**Assignment:**
Gather all lines in the entries below that include the word "Provide".

**Dataset content:**
-=-=-=-=-

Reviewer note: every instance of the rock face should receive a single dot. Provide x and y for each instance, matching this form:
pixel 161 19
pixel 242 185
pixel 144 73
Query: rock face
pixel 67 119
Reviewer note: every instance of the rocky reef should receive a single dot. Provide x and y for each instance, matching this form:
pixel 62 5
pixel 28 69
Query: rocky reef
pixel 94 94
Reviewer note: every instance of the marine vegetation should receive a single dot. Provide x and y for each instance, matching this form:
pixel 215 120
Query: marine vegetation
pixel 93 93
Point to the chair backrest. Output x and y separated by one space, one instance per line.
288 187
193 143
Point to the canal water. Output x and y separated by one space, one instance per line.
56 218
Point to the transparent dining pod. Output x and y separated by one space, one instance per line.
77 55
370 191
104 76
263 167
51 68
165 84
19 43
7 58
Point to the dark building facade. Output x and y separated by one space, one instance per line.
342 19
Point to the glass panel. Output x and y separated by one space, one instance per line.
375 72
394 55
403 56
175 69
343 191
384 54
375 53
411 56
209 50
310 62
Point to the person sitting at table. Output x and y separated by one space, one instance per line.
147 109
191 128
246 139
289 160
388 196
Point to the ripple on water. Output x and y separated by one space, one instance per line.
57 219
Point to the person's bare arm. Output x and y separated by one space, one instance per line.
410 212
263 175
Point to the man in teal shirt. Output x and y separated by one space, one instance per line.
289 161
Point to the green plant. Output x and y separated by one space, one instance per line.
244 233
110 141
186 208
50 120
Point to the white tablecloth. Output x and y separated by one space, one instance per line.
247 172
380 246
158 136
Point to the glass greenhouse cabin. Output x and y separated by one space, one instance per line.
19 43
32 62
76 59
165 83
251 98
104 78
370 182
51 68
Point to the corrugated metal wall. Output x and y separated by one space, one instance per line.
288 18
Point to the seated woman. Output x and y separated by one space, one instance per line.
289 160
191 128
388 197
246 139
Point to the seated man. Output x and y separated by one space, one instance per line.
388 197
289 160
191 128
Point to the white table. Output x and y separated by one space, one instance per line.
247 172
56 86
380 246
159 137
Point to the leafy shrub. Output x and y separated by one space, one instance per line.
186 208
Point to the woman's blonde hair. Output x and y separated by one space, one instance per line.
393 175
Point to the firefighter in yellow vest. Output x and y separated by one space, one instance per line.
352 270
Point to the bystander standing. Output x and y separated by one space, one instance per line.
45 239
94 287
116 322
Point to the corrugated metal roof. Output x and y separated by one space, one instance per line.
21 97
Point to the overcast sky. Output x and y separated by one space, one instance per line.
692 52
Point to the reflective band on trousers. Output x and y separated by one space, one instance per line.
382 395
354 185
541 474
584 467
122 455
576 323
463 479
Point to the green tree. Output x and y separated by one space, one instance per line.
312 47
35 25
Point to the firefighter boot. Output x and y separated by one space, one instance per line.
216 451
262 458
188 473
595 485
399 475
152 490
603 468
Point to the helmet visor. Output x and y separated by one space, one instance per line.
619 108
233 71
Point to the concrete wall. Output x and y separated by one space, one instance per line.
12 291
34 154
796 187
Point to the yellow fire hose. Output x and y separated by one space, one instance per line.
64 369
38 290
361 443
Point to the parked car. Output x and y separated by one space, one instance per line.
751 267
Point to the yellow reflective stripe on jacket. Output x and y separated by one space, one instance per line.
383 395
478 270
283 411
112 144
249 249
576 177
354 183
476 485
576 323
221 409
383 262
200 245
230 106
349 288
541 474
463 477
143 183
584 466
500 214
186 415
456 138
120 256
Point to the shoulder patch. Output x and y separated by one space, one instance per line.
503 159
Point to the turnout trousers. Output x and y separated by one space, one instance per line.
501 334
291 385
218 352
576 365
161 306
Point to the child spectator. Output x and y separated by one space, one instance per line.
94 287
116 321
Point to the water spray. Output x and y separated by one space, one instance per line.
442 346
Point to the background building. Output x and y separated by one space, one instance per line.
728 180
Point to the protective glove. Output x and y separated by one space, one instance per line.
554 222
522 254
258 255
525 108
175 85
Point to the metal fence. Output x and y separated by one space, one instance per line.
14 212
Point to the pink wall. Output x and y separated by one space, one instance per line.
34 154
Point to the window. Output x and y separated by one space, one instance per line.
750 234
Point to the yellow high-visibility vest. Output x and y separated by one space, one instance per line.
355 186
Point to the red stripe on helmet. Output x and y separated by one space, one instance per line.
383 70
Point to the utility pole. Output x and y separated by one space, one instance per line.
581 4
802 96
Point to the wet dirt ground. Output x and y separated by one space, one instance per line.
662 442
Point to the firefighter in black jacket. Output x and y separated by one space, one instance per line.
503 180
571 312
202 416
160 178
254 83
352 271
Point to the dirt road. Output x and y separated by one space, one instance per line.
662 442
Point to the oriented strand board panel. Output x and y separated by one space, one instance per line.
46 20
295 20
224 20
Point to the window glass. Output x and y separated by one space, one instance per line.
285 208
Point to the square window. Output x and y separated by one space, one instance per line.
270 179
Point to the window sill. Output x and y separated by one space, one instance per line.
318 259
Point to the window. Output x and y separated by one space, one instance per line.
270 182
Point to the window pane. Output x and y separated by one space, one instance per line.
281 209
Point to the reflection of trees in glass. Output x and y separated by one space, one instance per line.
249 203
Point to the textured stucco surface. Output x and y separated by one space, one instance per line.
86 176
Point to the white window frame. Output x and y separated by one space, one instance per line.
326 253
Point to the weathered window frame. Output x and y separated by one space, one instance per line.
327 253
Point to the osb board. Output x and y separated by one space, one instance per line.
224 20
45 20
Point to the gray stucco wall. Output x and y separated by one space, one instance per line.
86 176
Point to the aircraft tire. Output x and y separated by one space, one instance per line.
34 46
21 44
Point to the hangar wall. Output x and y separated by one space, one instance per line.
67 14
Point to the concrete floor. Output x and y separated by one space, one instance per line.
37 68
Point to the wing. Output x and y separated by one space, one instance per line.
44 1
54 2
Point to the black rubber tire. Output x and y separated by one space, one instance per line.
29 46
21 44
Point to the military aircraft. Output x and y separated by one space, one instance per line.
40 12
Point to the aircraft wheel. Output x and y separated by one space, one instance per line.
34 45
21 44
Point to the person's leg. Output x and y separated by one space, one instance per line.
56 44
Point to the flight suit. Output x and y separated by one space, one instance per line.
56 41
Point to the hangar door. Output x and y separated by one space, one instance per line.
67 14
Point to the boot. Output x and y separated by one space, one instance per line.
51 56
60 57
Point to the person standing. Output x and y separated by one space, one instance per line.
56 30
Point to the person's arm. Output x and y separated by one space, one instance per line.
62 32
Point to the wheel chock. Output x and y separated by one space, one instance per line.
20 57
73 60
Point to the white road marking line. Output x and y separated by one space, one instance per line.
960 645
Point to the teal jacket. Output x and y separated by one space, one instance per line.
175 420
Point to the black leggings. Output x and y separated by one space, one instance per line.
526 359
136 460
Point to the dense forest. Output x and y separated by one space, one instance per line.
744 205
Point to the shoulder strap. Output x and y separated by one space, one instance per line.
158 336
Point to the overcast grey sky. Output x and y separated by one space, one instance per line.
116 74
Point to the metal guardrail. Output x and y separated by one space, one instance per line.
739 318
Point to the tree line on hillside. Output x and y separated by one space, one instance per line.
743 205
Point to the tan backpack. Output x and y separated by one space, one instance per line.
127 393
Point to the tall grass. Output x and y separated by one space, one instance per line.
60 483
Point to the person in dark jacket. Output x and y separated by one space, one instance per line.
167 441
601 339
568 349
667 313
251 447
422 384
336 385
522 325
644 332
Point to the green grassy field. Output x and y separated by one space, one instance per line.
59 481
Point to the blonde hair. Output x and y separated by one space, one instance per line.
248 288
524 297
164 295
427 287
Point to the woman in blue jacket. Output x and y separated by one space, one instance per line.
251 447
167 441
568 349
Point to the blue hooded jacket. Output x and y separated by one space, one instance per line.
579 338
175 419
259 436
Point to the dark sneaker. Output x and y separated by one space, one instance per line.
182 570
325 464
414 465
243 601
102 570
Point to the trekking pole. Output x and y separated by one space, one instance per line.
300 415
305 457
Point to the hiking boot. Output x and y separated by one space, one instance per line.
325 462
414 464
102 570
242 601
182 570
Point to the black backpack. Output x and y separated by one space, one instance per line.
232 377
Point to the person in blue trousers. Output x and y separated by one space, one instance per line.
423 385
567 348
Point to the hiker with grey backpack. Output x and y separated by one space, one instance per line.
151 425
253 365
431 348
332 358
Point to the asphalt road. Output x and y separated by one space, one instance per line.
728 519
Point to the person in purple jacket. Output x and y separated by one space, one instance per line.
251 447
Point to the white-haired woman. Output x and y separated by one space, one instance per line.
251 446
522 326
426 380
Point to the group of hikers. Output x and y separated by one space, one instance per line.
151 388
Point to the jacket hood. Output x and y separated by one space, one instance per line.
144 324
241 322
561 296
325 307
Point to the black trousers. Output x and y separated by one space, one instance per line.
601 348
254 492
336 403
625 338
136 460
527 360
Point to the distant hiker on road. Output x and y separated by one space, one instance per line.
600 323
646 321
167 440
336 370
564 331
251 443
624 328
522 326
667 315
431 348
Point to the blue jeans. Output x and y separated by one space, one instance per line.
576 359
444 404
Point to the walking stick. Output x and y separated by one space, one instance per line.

-=-=-=-=-

**Task output:**
Reviewer note: every instance of the rock face should receive a single dot. Provide x and y for each instance, matching this form:
Reviewer note: every instance of the rocky reef should receive a single dot. Provide x and y for each instance, matching this form:
Reviewer note: every instance of the marine vegetation should receive a single dot. Provide x and y for each instance, matching this form:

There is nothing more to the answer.